WRITTEN EXERCISE 1:
Write out the email about destructors word for word, from "On May 13, 2011, at" up to and including "in this regard.".
WRITTEN EXERCISE 2:
In the email about destructors, what has PETSc chosen regarding a function that returns an error?

EXTRACT:
[start]

[petsc-dev] Remove calls to XXXReset() in XXXDestroy()

Barry Smith bsmith at mcs.anl.gov
Fri May 13 10:31:20 CDT 2011


On May 13, 2011, at 10:26 AM, Jed Brown wrote:

> On Fri, May 13, 2011 at 17:03, Barry Smith <bsmith at mcs.anl.gov> wrote:
> > BTW, Writing a REALLY good destructor in C++ is a
> > pain. What's happens if an exception is thrown in the middle of object
> > destruction and you still have things to delete[]?
> 
>   Then I would argue that something is wrong with C++ in this regard.
> 
> Perhaps, but the larger problem is independent of language and independent of parallelism. Say you have several lock files open. The locks have to be released in a specific order. When you try to close one, an exception/error is returned. What do you do? If you exit early, then locks remain that will cause problems in the future. If you ignore the error, perhaps something really bad could happen (corruption?). There isn't any general-purpose rule that can be applied when there are errors in destructors. PETSc has chosen that no integrity is guaranteed if a function returns an error. If you want to maintain integrity, then you basically have no choice but to say that exceptions in destructors are BAD. You can do this by having the caller not check error codes (or try: destroy(); except: pass) or by preventing destructors from returning errors.

[end]

INFORMATION SUPPLIED:

[start]

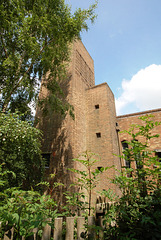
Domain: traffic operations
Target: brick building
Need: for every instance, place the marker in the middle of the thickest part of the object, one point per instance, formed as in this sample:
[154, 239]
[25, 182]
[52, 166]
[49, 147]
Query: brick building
[95, 128]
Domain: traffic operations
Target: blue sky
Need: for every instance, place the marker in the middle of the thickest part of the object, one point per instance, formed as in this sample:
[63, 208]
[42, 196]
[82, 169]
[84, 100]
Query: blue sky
[125, 44]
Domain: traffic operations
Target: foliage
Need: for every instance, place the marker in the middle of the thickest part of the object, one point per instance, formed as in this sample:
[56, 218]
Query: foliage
[87, 177]
[25, 210]
[137, 214]
[35, 38]
[20, 151]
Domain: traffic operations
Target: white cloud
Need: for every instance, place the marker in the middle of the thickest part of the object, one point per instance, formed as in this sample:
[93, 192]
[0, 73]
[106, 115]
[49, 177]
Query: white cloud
[143, 91]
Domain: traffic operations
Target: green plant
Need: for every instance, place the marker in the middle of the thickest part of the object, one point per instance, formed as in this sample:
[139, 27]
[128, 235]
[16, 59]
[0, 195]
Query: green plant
[26, 210]
[137, 213]
[20, 151]
[87, 178]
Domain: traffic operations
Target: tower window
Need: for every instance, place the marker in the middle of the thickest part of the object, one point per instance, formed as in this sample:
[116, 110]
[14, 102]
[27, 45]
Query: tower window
[99, 168]
[46, 157]
[98, 135]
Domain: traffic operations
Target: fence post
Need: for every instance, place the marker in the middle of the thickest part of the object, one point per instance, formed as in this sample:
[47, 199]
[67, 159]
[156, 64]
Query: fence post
[69, 228]
[80, 227]
[47, 232]
[58, 228]
[100, 223]
[91, 232]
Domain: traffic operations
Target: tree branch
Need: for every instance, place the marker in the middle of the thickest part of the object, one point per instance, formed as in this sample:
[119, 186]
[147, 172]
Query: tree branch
[6, 102]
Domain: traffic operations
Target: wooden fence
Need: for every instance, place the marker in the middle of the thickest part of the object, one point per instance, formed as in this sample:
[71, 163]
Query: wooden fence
[57, 232]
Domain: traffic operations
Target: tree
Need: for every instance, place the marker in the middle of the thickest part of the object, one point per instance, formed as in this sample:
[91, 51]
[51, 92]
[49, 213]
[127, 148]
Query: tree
[35, 38]
[86, 178]
[20, 152]
[137, 214]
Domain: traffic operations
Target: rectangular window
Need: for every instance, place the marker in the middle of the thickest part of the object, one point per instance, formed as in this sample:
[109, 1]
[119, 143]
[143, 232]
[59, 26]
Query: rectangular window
[124, 147]
[46, 157]
[98, 135]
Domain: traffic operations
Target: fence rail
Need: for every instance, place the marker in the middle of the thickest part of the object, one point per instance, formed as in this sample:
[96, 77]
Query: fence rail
[57, 232]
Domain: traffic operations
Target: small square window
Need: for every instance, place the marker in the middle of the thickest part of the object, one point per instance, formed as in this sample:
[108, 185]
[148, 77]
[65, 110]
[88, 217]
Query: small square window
[99, 168]
[98, 135]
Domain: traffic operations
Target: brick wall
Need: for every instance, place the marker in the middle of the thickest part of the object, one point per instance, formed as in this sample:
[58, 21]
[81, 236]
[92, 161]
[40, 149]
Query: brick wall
[125, 121]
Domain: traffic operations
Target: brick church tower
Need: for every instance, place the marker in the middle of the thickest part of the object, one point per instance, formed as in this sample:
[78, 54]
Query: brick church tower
[93, 129]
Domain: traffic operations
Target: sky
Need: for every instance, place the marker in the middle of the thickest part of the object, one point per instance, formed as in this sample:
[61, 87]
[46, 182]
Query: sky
[125, 44]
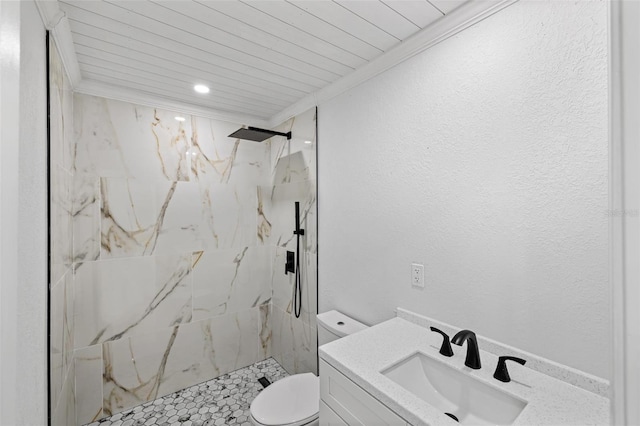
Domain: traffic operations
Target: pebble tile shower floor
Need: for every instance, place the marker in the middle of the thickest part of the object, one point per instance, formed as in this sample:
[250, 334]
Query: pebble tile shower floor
[222, 401]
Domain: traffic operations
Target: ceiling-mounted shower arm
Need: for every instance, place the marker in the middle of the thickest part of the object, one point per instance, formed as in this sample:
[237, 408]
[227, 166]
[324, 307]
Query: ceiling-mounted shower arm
[257, 134]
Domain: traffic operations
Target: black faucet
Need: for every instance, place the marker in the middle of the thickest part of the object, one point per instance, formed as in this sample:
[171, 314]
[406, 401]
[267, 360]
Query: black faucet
[445, 349]
[473, 356]
[501, 372]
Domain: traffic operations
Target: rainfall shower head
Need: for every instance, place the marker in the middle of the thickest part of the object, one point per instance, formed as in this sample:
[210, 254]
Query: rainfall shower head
[257, 135]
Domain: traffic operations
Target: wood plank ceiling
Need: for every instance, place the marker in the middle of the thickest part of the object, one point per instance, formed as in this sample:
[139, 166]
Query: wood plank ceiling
[258, 57]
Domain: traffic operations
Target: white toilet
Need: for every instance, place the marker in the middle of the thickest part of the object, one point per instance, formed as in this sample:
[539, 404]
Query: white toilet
[295, 400]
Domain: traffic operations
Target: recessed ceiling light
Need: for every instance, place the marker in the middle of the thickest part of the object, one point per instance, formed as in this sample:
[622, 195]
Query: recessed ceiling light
[201, 88]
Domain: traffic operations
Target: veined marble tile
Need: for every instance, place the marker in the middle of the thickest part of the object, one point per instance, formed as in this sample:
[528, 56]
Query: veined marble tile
[119, 139]
[278, 208]
[216, 158]
[283, 285]
[226, 281]
[86, 217]
[229, 216]
[64, 412]
[141, 218]
[61, 112]
[88, 372]
[294, 343]
[294, 160]
[121, 297]
[60, 335]
[144, 367]
[61, 222]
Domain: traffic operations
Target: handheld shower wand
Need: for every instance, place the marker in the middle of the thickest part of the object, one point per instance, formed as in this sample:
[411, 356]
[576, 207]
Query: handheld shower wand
[297, 290]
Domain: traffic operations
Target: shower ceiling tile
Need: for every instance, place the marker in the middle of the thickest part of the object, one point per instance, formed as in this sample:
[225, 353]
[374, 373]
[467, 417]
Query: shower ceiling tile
[258, 57]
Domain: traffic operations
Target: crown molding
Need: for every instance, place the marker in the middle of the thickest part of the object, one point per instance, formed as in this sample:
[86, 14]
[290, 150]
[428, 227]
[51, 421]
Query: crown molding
[458, 20]
[95, 88]
[452, 23]
[55, 20]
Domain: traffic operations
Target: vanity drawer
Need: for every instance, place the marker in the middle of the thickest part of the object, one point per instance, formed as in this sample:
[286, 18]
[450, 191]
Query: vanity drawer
[350, 402]
[328, 417]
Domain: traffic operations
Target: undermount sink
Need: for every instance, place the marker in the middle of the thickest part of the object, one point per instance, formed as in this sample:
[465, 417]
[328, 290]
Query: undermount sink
[455, 392]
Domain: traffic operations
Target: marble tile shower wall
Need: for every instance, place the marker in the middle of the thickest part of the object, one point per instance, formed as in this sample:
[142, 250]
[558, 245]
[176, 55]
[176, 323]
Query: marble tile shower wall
[61, 371]
[179, 237]
[167, 251]
[172, 286]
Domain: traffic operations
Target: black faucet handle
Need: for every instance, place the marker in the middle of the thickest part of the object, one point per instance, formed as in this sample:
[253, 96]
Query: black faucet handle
[473, 353]
[445, 349]
[501, 372]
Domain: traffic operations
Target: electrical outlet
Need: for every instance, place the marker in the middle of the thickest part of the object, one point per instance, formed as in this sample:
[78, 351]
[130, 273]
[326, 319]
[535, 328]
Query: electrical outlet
[417, 275]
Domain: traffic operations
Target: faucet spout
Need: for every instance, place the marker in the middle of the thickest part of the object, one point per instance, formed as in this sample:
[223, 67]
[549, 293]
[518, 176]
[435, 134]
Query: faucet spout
[473, 355]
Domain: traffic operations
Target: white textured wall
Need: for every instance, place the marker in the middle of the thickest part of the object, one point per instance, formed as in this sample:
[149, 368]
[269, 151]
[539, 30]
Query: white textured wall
[23, 218]
[485, 158]
[31, 391]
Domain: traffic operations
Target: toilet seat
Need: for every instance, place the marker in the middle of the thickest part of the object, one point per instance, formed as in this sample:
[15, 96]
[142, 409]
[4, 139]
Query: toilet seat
[292, 401]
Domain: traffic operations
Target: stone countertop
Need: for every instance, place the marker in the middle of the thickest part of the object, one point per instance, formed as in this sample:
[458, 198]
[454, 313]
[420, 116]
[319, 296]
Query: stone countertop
[361, 357]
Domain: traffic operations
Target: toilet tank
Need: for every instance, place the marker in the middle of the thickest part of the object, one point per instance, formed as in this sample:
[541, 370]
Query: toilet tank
[333, 325]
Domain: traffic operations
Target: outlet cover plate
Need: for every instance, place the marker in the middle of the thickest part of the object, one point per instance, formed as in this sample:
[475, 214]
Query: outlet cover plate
[417, 275]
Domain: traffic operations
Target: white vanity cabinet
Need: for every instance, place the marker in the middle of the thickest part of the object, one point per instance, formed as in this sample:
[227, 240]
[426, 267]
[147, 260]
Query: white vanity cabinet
[345, 403]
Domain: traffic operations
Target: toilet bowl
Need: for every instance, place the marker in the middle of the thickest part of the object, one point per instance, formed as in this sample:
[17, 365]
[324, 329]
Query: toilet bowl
[295, 400]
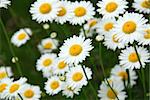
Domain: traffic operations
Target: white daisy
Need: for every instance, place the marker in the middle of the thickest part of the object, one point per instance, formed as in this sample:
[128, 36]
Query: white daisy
[75, 49]
[13, 89]
[44, 10]
[130, 27]
[112, 42]
[76, 77]
[65, 13]
[120, 72]
[5, 72]
[21, 37]
[145, 39]
[46, 62]
[60, 67]
[89, 27]
[4, 3]
[3, 85]
[111, 8]
[142, 6]
[47, 45]
[129, 59]
[69, 92]
[105, 25]
[81, 11]
[30, 92]
[53, 85]
[106, 93]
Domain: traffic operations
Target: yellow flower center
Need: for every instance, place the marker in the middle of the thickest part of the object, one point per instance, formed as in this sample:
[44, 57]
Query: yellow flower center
[146, 4]
[3, 75]
[75, 50]
[108, 26]
[114, 38]
[123, 75]
[47, 62]
[62, 65]
[45, 8]
[80, 11]
[133, 57]
[147, 34]
[62, 12]
[29, 93]
[21, 36]
[111, 94]
[2, 87]
[54, 85]
[77, 76]
[48, 45]
[111, 7]
[92, 23]
[129, 27]
[14, 88]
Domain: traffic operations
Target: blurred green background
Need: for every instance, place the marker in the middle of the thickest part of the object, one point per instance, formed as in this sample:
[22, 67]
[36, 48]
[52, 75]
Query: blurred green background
[18, 16]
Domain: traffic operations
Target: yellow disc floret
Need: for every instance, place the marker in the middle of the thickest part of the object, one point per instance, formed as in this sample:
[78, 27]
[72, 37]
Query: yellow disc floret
[80, 11]
[75, 50]
[111, 7]
[45, 8]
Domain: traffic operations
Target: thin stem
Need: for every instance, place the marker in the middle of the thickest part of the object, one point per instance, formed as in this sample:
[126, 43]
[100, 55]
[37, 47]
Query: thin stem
[142, 70]
[104, 75]
[129, 85]
[84, 31]
[84, 69]
[10, 46]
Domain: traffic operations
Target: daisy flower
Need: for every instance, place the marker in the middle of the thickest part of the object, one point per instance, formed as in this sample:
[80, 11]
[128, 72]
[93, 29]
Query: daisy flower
[76, 76]
[142, 6]
[30, 92]
[81, 11]
[75, 49]
[47, 45]
[89, 27]
[21, 37]
[111, 8]
[3, 85]
[129, 59]
[46, 62]
[5, 72]
[44, 10]
[60, 67]
[69, 92]
[120, 72]
[64, 14]
[53, 85]
[111, 41]
[130, 27]
[4, 3]
[105, 25]
[145, 39]
[13, 89]
[106, 93]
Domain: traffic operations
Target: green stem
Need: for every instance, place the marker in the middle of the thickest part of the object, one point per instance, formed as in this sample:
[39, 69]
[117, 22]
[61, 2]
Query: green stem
[84, 69]
[129, 85]
[142, 70]
[10, 46]
[104, 75]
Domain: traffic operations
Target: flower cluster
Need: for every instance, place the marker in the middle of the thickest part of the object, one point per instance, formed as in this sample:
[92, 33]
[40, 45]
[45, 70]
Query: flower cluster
[12, 89]
[64, 72]
[125, 32]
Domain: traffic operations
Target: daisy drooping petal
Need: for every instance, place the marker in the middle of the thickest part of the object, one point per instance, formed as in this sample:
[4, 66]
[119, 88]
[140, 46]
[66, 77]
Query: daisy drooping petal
[129, 59]
[75, 49]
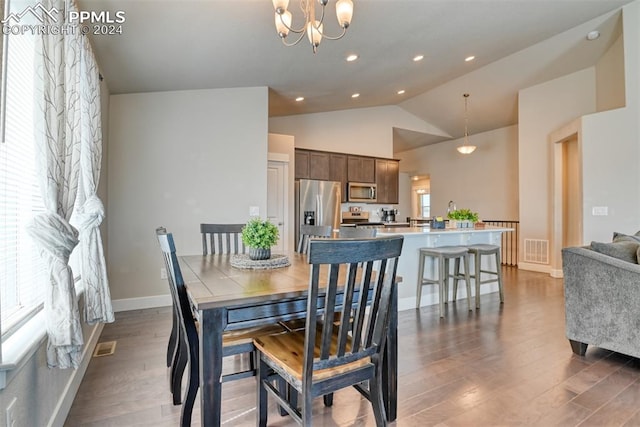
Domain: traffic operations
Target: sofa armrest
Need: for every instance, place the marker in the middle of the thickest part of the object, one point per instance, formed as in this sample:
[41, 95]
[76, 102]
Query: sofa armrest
[602, 300]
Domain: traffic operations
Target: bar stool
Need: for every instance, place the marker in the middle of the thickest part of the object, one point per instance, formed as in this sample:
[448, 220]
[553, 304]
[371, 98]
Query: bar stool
[478, 250]
[443, 254]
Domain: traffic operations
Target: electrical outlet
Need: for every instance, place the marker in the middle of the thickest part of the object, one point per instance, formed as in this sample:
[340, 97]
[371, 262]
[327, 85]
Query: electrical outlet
[11, 415]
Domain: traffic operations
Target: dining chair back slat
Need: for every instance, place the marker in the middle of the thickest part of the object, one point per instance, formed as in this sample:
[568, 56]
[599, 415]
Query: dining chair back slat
[222, 238]
[331, 354]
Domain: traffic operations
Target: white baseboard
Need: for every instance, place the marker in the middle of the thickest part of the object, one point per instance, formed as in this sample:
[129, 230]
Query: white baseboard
[540, 268]
[69, 393]
[129, 304]
[556, 274]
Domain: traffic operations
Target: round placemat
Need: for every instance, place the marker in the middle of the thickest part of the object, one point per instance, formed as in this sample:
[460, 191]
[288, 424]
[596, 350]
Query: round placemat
[276, 261]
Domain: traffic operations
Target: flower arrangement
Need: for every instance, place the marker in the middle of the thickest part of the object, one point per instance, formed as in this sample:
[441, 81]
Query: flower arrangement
[463, 215]
[258, 233]
[463, 218]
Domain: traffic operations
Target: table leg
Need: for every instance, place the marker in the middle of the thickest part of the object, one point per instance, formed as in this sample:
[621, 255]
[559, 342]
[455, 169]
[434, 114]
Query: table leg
[211, 327]
[390, 362]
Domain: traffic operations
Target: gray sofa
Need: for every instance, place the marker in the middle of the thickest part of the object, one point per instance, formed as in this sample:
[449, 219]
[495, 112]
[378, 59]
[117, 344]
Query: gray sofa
[602, 301]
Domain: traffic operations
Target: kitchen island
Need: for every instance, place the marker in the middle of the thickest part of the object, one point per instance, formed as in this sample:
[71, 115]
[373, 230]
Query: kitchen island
[421, 237]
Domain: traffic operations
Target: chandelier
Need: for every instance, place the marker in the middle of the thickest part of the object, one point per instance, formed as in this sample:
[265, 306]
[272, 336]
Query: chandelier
[312, 26]
[466, 148]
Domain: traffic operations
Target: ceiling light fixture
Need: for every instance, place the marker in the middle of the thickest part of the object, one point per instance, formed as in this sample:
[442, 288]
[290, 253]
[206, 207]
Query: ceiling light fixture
[466, 148]
[312, 26]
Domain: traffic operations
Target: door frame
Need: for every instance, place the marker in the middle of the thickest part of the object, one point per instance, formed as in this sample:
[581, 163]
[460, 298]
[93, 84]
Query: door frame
[283, 159]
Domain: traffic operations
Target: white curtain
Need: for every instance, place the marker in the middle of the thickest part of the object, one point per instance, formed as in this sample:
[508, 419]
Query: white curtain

[end]

CORRECT RESPONSE 1:
On May 13, 2011, at 10:26 AM, Jed Brown wrote:

> On Fri, May 13, 2011 at 17:03, Barry Smith <bsmith at mcs.anl.gov> wrote:
> > BTW, Writing a REALLY good destructor in C++ is a
> > pain. What's happens if an exception is thrown in the middle of object
> > destruction and you still have things to delete[]?
> 
>   Then I would argue that something is wrong with C++ in this regard.

CORRECT RESPONSE 2:
PETSc guarantees no integrity if a function returns an error.